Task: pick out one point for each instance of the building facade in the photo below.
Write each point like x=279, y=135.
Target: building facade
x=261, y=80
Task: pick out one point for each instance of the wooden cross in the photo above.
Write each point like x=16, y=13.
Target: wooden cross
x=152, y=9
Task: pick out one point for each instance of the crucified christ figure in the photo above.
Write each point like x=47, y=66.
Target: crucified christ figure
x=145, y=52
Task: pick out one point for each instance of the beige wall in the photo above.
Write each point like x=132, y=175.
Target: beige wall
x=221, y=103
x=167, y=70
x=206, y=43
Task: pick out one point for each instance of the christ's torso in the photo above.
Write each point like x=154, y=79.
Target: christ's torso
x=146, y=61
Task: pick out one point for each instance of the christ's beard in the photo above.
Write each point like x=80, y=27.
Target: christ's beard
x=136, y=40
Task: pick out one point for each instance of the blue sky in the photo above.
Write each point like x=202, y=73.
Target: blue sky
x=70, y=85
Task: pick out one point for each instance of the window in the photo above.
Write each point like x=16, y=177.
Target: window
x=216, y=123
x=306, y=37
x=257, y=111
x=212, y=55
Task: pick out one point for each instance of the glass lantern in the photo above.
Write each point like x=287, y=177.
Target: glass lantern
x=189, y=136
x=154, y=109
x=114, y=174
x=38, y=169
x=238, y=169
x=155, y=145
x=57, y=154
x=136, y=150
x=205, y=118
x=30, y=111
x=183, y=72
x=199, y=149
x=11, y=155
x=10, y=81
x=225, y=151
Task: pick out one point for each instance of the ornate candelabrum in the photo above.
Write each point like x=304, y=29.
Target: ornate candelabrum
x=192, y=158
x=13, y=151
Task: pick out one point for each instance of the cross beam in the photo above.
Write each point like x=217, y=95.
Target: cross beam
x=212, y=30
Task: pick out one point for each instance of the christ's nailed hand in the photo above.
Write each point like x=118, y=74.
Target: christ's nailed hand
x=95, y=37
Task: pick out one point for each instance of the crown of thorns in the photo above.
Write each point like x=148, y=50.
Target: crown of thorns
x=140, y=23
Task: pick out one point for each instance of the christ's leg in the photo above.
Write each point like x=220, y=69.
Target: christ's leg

WRITTEN PROBLEM: Turn the records above into a Markdown table with the columns Row and Line. Number each line in Row, put the line itself in Line, and leave out any blank lines.

RESPONSE:
| Row | Line |
|---|---|
| 1 | Task: pick out one point for each instance of the building facade in the photo below. |
| 2 | Write each point like x=279, y=135. |
| 3 | Target: building facade |
| 4 | x=261, y=80 |
| 5 | Task: pick out one point for each instance of the wooden cross in the photo above. |
| 6 | Write each point like x=16, y=13. |
| 7 | Target: wooden cross |
| 8 | x=152, y=9 |
| 9 | Task: pick out one point for each instance of the crucified christ figure in the photo above. |
| 10 | Write each point like x=47, y=66. |
| 11 | Target: crucified christ figure |
| 12 | x=145, y=52 |
| 13 | Task: pick out one point for each instance of the beige wall in the photo above. |
| 14 | Write each point like x=132, y=175. |
| 15 | Target: beige wall |
| 16 | x=221, y=103 |
| 17 | x=167, y=70 |
| 18 | x=206, y=43 |
| 19 | Task: pick out one point for each instance of the christ's torso in the photo above. |
| 20 | Write each point like x=154, y=79. |
| 21 | Target: christ's torso |
| 22 | x=146, y=61 |
| 23 | Task: pick out one point for each instance of the christ's beard in the photo above. |
| 24 | Write each point like x=80, y=27. |
| 25 | Target: christ's beard |
| 26 | x=136, y=40 |
| 27 | Task: pick out one point for each instance of the blue sky in the photo above. |
| 28 | Write each point like x=202, y=73. |
| 29 | Target: blue sky |
| 30 | x=70, y=85 |
| 31 | Task: pick out one point for each instance of the window in the photo above. |
| 32 | Write each point like x=16, y=177. |
| 33 | Target: window |
| 34 | x=216, y=123 |
| 35 | x=306, y=37 |
| 36 | x=257, y=111 |
| 37 | x=212, y=55 |
| 38 | Task: pick out one point for each instance of the glass lantern in the photo above. |
| 39 | Write each point like x=287, y=177. |
| 40 | Target: glass lantern |
| 41 | x=189, y=136 |
| 42 | x=154, y=109 |
| 43 | x=114, y=174 |
| 44 | x=38, y=169 |
| 45 | x=238, y=169 |
| 46 | x=155, y=145 |
| 47 | x=57, y=154 |
| 48 | x=136, y=150 |
| 49 | x=205, y=118 |
| 50 | x=30, y=111 |
| 51 | x=183, y=72 |
| 52 | x=199, y=149 |
| 53 | x=11, y=155 |
| 54 | x=10, y=81 |
| 55 | x=225, y=151 |
| 56 | Task: pick out one point for each instance of the ornate candelabrum in the photo above. |
| 57 | Write each point like x=304, y=29. |
| 58 | Target: ornate candelabrum |
| 59 | x=192, y=158 |
| 60 | x=13, y=151 |
| 61 | Task: pick out one point for each instance of the cross beam in the photo above. |
| 62 | Write each point like x=217, y=95. |
| 63 | Target: cross beam |
| 64 | x=212, y=30 |
| 65 | Task: pick out one point for each instance of the christ's nailed hand in the photo above. |
| 66 | Write each point like x=118, y=74. |
| 67 | Target: christ's nailed hand |
| 68 | x=95, y=37 |
| 69 | Task: pick out one point for each instance of the crown of thorns in the photo above. |
| 70 | Write each point like x=148, y=50. |
| 71 | Target: crown of thorns |
| 72 | x=140, y=23 |
| 73 | Task: pick out one point for each instance of the christ's leg in the photo above. |
| 74 | Write each point like x=220, y=69. |
| 75 | Target: christ's leg |